▶ [WHAT NEEDS TO BE DONE]
Return the whole text on being less available word for word, with nothing added, dropped, or changed.

▶ [TEXT SECTION]
How and why to be less available

May 28, 2015

We live in an age and culture of hyper-accessibility. Email. Twitter. Facebook Messenger. Mac OS Continuity (that thing where phone calls ring on your phone… and your laptop… and your iPad). And notifications for all these things. On all your devices. All the time.

Yet the challenge I’ve been posing to everyone lately — clients, family, friends, mentees — is to be less available. And every single person I’ve encouraged to do so has said it was the right move.

But that isn’t to say it’s an easy shift. It’s tough both logistically and emotionally: logistically, because we still want to care for people well; and emotionally, because (if we’re honest) it feels good to be needed.

Fortunately, there are a lot of good reasons to be less available:

1. It frees you up to be fully present with whomever or whatever is in front of you.

2. When you’re less accessible to everyone, you’re more accessible to the right people. (For example, if you’re less available to any kind of client, you’re more available for clients who are the right fit. Or if you’re less available to your whole group of acquaintances, you’re more available to your inner circle of close friends and family — the people you truly nourish and who nourish you in return.)

▶ [ROWS]

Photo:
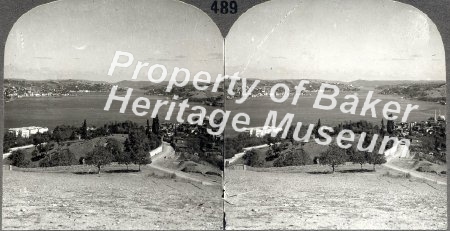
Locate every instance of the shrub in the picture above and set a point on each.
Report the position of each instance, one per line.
(254, 158)
(19, 159)
(293, 158)
(60, 158)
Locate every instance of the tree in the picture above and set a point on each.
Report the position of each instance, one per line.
(254, 158)
(155, 125)
(374, 158)
(316, 129)
(147, 128)
(124, 158)
(359, 157)
(19, 159)
(115, 147)
(383, 128)
(138, 146)
(83, 130)
(99, 157)
(333, 156)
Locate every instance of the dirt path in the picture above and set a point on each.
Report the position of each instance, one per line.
(415, 174)
(241, 154)
(167, 150)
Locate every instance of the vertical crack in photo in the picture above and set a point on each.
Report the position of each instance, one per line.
(105, 117)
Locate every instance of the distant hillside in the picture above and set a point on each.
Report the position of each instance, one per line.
(139, 84)
(377, 83)
(426, 91)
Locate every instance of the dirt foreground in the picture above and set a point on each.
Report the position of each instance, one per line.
(363, 200)
(138, 200)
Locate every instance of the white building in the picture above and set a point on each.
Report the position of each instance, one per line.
(27, 131)
(262, 131)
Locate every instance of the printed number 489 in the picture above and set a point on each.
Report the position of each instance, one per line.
(224, 7)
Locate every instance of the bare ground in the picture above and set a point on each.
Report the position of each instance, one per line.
(292, 198)
(136, 200)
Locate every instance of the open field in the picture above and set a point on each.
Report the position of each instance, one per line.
(306, 198)
(51, 112)
(41, 199)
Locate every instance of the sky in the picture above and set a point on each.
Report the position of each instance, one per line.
(78, 39)
(335, 40)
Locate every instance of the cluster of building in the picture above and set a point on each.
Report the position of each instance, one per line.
(262, 131)
(26, 132)
(431, 126)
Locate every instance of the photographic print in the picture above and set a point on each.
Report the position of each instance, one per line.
(90, 142)
(332, 81)
(225, 115)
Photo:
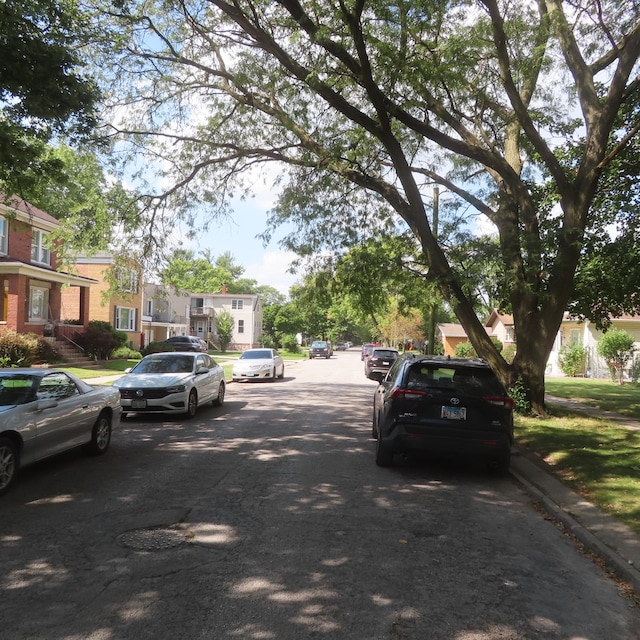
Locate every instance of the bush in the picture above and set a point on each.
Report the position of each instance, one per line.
(572, 359)
(509, 352)
(157, 347)
(290, 344)
(465, 350)
(99, 340)
(125, 353)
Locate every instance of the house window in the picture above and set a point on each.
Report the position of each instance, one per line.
(125, 319)
(38, 303)
(3, 235)
(128, 280)
(39, 252)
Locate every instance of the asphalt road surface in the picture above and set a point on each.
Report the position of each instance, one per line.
(267, 519)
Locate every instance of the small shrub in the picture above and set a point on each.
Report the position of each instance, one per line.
(572, 359)
(290, 344)
(126, 353)
(157, 347)
(509, 352)
(518, 393)
(465, 350)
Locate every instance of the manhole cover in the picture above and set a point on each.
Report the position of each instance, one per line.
(153, 539)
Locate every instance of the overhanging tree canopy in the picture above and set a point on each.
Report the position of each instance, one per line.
(371, 103)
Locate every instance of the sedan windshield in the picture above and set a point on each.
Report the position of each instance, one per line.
(260, 354)
(164, 364)
(17, 389)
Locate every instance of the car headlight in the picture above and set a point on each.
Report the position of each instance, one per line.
(177, 388)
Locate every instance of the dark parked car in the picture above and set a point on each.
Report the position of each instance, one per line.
(443, 406)
(320, 349)
(187, 343)
(380, 360)
(367, 347)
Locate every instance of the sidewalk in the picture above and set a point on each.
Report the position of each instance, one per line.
(598, 531)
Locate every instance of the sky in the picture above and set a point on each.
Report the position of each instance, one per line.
(238, 236)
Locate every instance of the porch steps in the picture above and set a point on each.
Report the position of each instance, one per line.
(73, 357)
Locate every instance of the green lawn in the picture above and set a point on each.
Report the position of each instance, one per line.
(596, 457)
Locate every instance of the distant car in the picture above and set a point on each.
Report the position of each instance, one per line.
(188, 343)
(256, 364)
(172, 382)
(367, 347)
(46, 411)
(320, 349)
(443, 406)
(380, 360)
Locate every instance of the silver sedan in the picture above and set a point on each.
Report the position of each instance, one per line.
(46, 411)
(256, 364)
(172, 382)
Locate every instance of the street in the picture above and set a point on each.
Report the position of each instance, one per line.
(267, 519)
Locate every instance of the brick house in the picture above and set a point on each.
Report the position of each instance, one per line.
(30, 277)
(122, 310)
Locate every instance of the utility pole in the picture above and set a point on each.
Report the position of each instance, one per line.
(431, 333)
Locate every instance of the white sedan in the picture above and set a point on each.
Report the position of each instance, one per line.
(173, 382)
(46, 411)
(256, 364)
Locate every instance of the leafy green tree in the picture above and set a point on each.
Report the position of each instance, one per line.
(44, 90)
(616, 347)
(224, 328)
(369, 105)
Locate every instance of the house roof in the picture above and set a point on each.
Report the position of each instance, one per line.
(28, 211)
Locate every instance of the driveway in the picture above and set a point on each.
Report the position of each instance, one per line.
(267, 519)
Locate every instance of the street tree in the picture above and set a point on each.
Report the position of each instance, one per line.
(364, 106)
(45, 90)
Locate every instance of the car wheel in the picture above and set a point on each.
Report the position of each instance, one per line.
(384, 455)
(100, 435)
(8, 464)
(499, 465)
(218, 401)
(192, 404)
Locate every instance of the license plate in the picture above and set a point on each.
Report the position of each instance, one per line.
(454, 413)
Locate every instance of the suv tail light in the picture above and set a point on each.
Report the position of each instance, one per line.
(507, 403)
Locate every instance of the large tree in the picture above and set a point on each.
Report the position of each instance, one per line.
(43, 90)
(369, 104)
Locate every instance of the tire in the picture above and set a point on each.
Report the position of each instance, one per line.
(8, 464)
(100, 435)
(192, 404)
(218, 401)
(384, 455)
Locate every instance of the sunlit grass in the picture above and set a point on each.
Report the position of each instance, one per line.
(603, 394)
(600, 460)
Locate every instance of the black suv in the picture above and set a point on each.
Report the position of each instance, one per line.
(443, 406)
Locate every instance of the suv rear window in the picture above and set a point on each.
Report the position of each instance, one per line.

▶ [OUTPUT OF THE EXERCISE]
How and why to be less available

May 28, 2015

We live in an age and culture of hyper-accessibility. Email. Twitter. Facebook Messenger. Mac OS Continuity (that thing where phone calls ring on your phone… and your laptop… and your iPad). And notifications for all these things. On all your devices. All the time.

Yet the challenge I’ve been posing to everyone lately — clients, family, friends, mentees — is to be less available. And every single person I’ve encouraged to do so has said it was the right move.

But that isn’t to say it’s an easy shift. It’s tough both logistically and emotionally: logistically, because we still want to care for people well; and emotionally, because (if we’re honest) it feels good to be needed.

Fortunately, there are a lot of good reasons to be less available:

1. It frees you up to be fully present with whomever or whatever is in front of you.

2. When you’re less accessible to everyone, you’re more accessible to the right people. (For example, if you’re less available to any kind of client, you’re more available for clients who are the right fit. Or if you’re less available to your whole group of acquaintances, you’re more available to your inner circle of close friends and family — the people you truly nourish and who nourish you in return.)